Point localization data
§

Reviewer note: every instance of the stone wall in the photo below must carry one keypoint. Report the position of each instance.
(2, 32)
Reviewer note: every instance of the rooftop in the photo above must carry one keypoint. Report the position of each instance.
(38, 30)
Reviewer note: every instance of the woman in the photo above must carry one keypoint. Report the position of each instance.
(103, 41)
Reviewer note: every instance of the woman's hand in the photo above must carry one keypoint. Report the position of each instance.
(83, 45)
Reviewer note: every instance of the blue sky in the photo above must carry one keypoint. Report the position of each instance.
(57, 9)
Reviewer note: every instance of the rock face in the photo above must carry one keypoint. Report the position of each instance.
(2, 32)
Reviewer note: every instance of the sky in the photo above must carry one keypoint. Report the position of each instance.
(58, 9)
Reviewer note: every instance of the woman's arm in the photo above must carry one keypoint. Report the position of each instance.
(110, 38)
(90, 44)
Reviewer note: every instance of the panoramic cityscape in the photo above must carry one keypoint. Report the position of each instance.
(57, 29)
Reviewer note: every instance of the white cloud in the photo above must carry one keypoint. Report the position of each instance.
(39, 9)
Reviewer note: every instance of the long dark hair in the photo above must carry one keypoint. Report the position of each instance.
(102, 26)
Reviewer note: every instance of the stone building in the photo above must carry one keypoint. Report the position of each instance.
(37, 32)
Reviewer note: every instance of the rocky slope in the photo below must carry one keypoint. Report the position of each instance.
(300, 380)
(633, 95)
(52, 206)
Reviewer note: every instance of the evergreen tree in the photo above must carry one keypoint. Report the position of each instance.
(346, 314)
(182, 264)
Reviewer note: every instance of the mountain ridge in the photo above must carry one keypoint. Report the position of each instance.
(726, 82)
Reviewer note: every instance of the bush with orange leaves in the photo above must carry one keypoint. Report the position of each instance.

§

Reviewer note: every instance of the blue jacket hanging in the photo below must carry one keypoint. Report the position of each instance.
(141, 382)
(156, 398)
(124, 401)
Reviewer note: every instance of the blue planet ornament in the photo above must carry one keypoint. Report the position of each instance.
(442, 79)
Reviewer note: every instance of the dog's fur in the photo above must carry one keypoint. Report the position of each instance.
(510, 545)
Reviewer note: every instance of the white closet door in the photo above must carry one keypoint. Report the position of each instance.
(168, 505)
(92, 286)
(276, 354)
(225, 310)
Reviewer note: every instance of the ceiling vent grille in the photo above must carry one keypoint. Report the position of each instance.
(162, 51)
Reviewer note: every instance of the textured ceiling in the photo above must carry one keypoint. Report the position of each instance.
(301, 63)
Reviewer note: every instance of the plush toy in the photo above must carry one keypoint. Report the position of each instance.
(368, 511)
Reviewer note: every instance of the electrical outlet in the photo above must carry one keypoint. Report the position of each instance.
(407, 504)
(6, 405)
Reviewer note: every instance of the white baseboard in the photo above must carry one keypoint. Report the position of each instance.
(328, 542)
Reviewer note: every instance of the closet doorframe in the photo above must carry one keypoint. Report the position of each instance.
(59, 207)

§

» Directions for this task:
From the records above, copy only the lines starting with the line that holds "Reviewer note: every instance of the panoramic" and going on through the line that holds "Reviewer note: every instance of the bush", exactly as written.

» Answer section:
Reviewer note: every instance of the panoramic cityscape in the photo above must carry one keypoint. Report the position of each instance.
(57, 29)
Reviewer note: every instance of the white cloud in the photo above must carry one keypoint. Report the position of each instance.
(39, 9)
Reviewer note: every instance of the long dark hair in the photo above must carry one keypoint. Report the position of each instance.
(102, 26)
Reviewer note: every instance of the stone building in the photo above must carry one keypoint. Report the position of each instance.
(37, 32)
Reviewer note: every instance of the rocky slope in the photo below must carry one keypoint. Report the position of each instance.
(300, 380)
(633, 95)
(52, 206)
Reviewer note: every instance of the evergreen tree in the photo above must carry one keypoint. Report the position of each instance.
(346, 314)
(182, 264)
Reviewer note: every instance of the mountain ridge in the photo above must carry one keypoint. Report the position of each instance.
(726, 82)
Reviewer note: every instance of the bush with orange leaves in the photo above must carry one keypoint. Report the position of each instance.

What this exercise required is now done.